Referring expression data:
Segment Open

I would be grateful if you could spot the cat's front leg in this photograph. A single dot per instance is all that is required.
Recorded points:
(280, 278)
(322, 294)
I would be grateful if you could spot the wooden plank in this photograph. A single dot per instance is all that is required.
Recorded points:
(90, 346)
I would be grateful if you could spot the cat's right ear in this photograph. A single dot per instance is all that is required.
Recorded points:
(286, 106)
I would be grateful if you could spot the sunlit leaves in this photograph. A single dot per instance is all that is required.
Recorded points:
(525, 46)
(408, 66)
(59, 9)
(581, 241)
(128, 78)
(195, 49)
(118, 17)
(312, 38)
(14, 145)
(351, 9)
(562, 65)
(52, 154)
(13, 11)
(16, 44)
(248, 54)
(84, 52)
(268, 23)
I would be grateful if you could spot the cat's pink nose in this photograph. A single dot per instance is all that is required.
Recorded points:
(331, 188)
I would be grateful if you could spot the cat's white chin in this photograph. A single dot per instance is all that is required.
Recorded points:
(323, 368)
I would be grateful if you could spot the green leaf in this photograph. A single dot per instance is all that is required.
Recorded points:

Segment Closed

**Exercise requirements**
Nothing but the lines from the one with "I would be grateful if you could spot the cat's white" through the end of the data above should be reproduced, each exactly, both ends included.

**Answer to this problem**
I would be grateful if you could spot the cat's white chin in this photograph. A single dot per instance is all that is required.
Recorded points:
(323, 368)
I would be grateful if you could spot the green leaf in this photograph. A single dot per instance is all that is required.
Recorded points:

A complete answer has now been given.